* WORK REQUIRED
Nothing in the records may be altered; repeat them exactly.

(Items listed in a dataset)
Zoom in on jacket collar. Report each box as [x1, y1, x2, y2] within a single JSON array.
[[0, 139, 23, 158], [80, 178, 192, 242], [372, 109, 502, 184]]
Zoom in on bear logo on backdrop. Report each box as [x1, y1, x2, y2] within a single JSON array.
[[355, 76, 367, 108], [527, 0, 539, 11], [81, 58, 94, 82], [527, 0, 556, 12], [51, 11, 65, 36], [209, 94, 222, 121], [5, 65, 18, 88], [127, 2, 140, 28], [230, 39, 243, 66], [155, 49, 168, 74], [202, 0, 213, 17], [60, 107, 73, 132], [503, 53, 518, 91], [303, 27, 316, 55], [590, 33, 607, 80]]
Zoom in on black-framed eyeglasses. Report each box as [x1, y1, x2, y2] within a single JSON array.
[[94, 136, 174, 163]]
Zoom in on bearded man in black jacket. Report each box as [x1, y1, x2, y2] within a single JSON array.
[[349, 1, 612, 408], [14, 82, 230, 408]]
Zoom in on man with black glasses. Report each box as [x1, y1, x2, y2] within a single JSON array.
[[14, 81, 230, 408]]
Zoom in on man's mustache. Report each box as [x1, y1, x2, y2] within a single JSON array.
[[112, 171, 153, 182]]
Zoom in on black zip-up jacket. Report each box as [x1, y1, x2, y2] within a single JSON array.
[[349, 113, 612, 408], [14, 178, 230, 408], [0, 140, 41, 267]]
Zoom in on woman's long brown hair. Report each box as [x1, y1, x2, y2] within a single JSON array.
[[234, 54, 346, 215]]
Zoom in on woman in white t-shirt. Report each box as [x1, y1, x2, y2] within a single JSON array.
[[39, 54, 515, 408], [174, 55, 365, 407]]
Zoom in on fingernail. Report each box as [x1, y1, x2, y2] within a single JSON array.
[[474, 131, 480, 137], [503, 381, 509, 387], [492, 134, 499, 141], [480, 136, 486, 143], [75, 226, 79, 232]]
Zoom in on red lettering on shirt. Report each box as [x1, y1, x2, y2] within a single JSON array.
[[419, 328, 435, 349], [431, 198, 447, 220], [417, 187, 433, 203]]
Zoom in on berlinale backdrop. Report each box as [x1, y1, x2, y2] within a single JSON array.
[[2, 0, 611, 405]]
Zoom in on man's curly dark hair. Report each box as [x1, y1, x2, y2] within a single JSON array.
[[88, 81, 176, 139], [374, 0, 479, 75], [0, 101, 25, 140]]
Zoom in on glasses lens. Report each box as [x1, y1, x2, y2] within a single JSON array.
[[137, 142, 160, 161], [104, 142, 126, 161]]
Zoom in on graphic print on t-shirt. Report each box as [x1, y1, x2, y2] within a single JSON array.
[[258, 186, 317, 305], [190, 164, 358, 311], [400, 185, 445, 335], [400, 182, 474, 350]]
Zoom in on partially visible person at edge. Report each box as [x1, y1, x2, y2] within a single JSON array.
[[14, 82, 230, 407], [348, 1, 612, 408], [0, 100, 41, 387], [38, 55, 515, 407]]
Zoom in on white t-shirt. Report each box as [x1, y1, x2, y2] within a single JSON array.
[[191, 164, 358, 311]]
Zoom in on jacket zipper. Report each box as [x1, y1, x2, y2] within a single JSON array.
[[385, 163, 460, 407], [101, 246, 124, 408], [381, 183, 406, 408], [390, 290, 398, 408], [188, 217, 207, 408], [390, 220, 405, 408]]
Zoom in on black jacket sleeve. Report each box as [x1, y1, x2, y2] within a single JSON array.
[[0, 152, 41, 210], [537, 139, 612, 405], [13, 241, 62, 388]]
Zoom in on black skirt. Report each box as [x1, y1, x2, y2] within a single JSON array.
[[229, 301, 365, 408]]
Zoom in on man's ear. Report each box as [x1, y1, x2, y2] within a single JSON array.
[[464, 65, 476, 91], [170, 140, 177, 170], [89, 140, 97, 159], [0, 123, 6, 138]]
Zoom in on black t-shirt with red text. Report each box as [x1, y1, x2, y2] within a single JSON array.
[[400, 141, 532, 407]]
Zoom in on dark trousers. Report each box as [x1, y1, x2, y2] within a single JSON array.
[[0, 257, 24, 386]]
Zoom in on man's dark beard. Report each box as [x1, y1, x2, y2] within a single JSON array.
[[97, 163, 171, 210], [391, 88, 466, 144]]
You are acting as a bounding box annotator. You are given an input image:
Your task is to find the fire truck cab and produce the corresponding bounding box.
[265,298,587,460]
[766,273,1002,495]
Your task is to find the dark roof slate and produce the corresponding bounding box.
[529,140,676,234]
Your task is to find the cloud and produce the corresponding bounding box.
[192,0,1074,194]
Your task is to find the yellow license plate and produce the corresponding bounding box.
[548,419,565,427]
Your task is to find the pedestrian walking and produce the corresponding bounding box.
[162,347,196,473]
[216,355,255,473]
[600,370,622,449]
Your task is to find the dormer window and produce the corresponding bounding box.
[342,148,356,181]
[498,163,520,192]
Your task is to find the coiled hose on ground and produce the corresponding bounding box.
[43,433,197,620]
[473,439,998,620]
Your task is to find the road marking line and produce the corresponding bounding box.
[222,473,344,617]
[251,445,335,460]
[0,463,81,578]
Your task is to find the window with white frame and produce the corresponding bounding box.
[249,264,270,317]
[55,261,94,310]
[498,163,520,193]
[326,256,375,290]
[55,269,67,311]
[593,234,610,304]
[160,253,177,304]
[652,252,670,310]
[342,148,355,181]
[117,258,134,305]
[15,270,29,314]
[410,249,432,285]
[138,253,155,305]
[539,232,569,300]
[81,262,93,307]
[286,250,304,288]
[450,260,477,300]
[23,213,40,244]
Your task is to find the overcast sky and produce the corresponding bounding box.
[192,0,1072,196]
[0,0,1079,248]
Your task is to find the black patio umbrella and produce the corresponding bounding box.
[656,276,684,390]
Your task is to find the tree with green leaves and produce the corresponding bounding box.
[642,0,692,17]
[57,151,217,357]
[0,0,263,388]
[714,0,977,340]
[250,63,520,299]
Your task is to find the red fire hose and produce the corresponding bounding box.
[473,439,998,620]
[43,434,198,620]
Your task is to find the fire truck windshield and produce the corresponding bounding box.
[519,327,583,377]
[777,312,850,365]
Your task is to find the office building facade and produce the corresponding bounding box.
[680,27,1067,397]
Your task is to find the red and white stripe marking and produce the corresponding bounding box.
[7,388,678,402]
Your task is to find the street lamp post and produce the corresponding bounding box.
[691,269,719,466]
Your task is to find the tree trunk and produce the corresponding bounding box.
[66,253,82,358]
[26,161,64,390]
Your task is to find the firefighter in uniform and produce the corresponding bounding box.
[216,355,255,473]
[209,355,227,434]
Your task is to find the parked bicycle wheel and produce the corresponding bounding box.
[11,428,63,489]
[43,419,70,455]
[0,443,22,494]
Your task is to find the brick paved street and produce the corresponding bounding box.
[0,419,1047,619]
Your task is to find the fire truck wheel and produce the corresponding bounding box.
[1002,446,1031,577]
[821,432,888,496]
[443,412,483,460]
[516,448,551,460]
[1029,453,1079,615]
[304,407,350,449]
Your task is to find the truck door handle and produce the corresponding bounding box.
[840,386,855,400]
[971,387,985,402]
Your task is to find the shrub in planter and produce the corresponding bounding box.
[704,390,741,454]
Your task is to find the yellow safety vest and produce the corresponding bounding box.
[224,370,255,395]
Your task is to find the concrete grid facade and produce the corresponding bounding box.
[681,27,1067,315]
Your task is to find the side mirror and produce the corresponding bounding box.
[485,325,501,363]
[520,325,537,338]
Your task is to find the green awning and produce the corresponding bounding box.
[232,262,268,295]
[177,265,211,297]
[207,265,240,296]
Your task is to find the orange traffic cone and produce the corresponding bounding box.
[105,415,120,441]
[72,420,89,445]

* TASK SOLUTION
Zoom in on jacket collar. Report each box as [x1, y1, x2, y2] within a single JSON array.
[[0, 139, 23, 158], [80, 178, 192, 242], [372, 109, 502, 184]]
Zoom in on bear logo on backdrop. Report each box as [x1, y1, x2, y2] within a single JSON array.
[[355, 76, 367, 108], [527, 0, 539, 11], [81, 58, 94, 82], [527, 0, 556, 12], [51, 11, 65, 36], [209, 94, 222, 121], [5, 65, 18, 88], [127, 2, 140, 28], [230, 39, 243, 66], [155, 49, 168, 74], [202, 0, 213, 17], [60, 107, 73, 132], [503, 53, 518, 91], [303, 27, 316, 55], [590, 33, 607, 80]]
Zoom in on black-framed eyeglasses. Report each box as [x1, y1, x2, y2] within a single JSON array.
[[94, 136, 174, 163]]
Zoom in on bearded man in black jacket. Report each box as [x1, y1, x2, y2] within a single JSON array.
[[349, 1, 612, 408], [14, 82, 230, 408]]
Zoom in on man with black glasses. Report each box as [x1, y1, x2, y2] within a single JSON array.
[[14, 81, 230, 408]]
Zoom in on man's mustache. Report each box as [x1, y1, x2, y2] within a single JSON array.
[[112, 171, 153, 182]]
Zoom in on black zip-up jacket. Report each box as [x1, y1, x2, y2] within a single JSON array.
[[349, 113, 612, 408], [14, 178, 230, 408], [0, 140, 41, 267]]
Zoom in on woman's long brown hair. Report each box as [x1, y1, x2, y2] within a single JSON array.
[[234, 54, 346, 215]]
Zoom in on woman in white t-shirt. Report each box as [x1, y1, x2, y2] within a single JSON array.
[[39, 54, 515, 408], [174, 55, 365, 407]]
Zoom in on fingernail. Report each box as [x1, y1, x2, y2] within a single JSON array.
[[474, 131, 480, 137], [503, 381, 509, 387], [492, 134, 499, 141], [480, 136, 486, 143], [75, 226, 79, 232]]
Zoom in on red lettering on shirt. Report each box as [x1, y1, x2, y2] within a single JSON array.
[[419, 328, 435, 349], [431, 198, 447, 220], [417, 187, 433, 203]]
Zoom in on berlinale backdrop. Report each box as [x1, y1, x2, y2] within a single JSON array.
[[2, 0, 611, 405]]
Zoom in on man's curly dark hair. Report each box as [x1, y1, x2, y2] within a single JSON array.
[[88, 81, 176, 139], [374, 0, 479, 75], [0, 101, 25, 140]]
Zoom in on glasses lens. Report each box as [x1, y1, x2, y2] within a single JSON array.
[[137, 142, 160, 161], [104, 142, 126, 161]]
Zoom in on graphic print on t-shirt. Report each box as [x1, y1, x2, y2] within a single JSON array.
[[258, 186, 317, 305], [190, 164, 358, 311], [400, 185, 445, 335], [400, 182, 474, 350]]
Zoom in on partially visible person at edge. Report each box as [x1, y1, x2, y2] within a single JSON array.
[[14, 82, 230, 407], [348, 1, 612, 408], [0, 100, 41, 387], [38, 55, 515, 407]]
Zoom in on white t-shirt. Report each box as [x1, y1, x2, y2] within a single JSON array.
[[191, 164, 358, 311]]
Zoom in on jacket zipper. Report each box as [x1, y1, x2, y2] within a single JSON array.
[[385, 163, 460, 407], [101, 246, 124, 408], [381, 183, 406, 408], [390, 290, 398, 408], [188, 217, 207, 408], [390, 220, 405, 408]]
Zoom in on black jacket sleeve. Report each box as [x1, y1, x2, y2] within a single JSON array.
[[0, 152, 41, 210], [537, 139, 612, 405], [13, 241, 62, 388]]
Zoom in on black skirt. Report each box as [x1, y1, x2, y2] within a single JSON array.
[[229, 301, 365, 408]]
Zoom in on man's ear. Report each box as [x1, y1, x2, y2] within a single JSON array.
[[464, 65, 476, 91], [170, 140, 177, 170], [89, 140, 97, 159], [0, 123, 6, 138]]
Zoom in on black t-shirt with red text. Report each box as [x1, y1, x2, y2] within a single JSON array.
[[400, 141, 532, 407]]
Zoom in on dark trousers. Report each box as [x1, y1, x2, y2] within a single JSON array.
[[0, 257, 24, 386]]
Zoom in on man's dark beard. Report each box as [x1, y1, x2, y2] within a single JSON array.
[[97, 163, 171, 210], [391, 88, 466, 144]]
You are acting as a bounding box annotator. You are given an input image:
Your task is to find the fire truck cab and produce the corresponding bounding box.
[265,298,587,460]
[766,273,1002,495]
Your task is to find the dark roof slate and produce the corresponding bounding box.
[529,140,676,234]
Your task is to find the cloud and produce the corresponding bounding box.
[192,0,1074,194]
Your task is to find the yellow license plate and produce the corresponding bounding box.
[548,419,565,427]
Your task is to find the pedestrian walking and produce the corresponding bounding box.
[162,347,196,473]
[216,355,255,473]
[600,370,622,449]
Your task is to find the dormer window and produce the corresponding bounding box.
[342,148,356,181]
[498,163,520,192]
Your task is to find the coiled hose on ground and produce the corresponding bounding box.
[43,433,197,620]
[473,439,998,620]
Your task is to find the road marking line and produce the corresponding bounding box.
[222,473,344,617]
[251,445,335,460]
[0,463,81,578]
Your task is to find the window with white frame and produce the corresponding bounding box.
[249,264,270,317]
[55,261,94,310]
[498,163,520,193]
[326,256,375,290]
[55,269,67,311]
[593,234,610,304]
[160,253,177,304]
[652,252,670,310]
[342,148,355,181]
[117,258,134,305]
[15,270,29,314]
[410,249,432,285]
[138,253,155,305]
[539,232,569,300]
[81,262,93,307]
[286,250,304,288]
[450,260,477,300]
[23,213,40,244]
Your task is to find the overcast sky and produce the corresponding bounding box.
[192,0,1072,196]
[0,0,1079,248]
Your task is to find the black patio umbrella and produce the corresponding bounding box.
[656,276,684,390]
Your task is to find the tree with green leaves and produce the corresponding bounding box.
[642,0,692,17]
[57,151,217,357]
[0,0,263,388]
[714,0,977,340]
[250,63,520,299]
Your task is to find the red fire hose and produce the corresponding bounding box.
[473,439,998,620]
[43,434,198,620]
Your task is to find the fire truck windshield and produce the corresponding bounding box.
[519,327,583,377]
[777,312,850,365]
Your task is to find the office building facade and produce the corresponding bounding box.
[680,27,1067,397]
Your task is to find the red and white stripe marking and produce the corresponding bounding box.
[7,388,678,402]
Your task is to find the street lamp post and produce the corresponding bounding box.
[691,269,719,466]
Your task is to find the tree trunk and produce the corresponding bounding box.
[66,253,82,358]
[26,161,64,390]
Your task is to find the firefighter in uniform and produce the corresponding bounding box.
[216,355,255,473]
[209,355,227,434]
Your task is to find the parked bicycle wheel and produce the corresponding bounding box.
[11,428,63,489]
[43,419,70,455]
[0,443,22,494]
Your task is to find the brick paved street and produce the corresponding bounding box.
[0,419,1047,619]
Your task is to find the fire truck wheel and produce the corresponding bounding box.
[1002,446,1031,577]
[821,432,888,496]
[443,412,483,460]
[516,448,551,460]
[1029,453,1079,615]
[304,407,350,449]
Your task is to find the truck door handle and produce the corresponding bounding box.
[840,386,855,400]
[971,387,985,402]
Your task is to find the shrub in planter and produce the corresponding bounding box.
[704,390,741,454]
Your task is to find the yellow safety vest and produce the corresponding bounding box.
[224,370,255,395]
Your task is to find the concrete grid facade and produce the corresponding bounding box.
[681,27,1067,315]
Your task is to find the side mirror and produce the corresponding bounding box.
[485,325,501,363]
[520,325,537,338]
Your task is to find the green awning and produce the corresponding bounding box.
[232,262,268,295]
[177,265,211,297]
[207,265,240,296]
Your task is to find the orange traffic cone and produce the corresponding bounding box.
[105,415,120,441]
[72,420,89,445]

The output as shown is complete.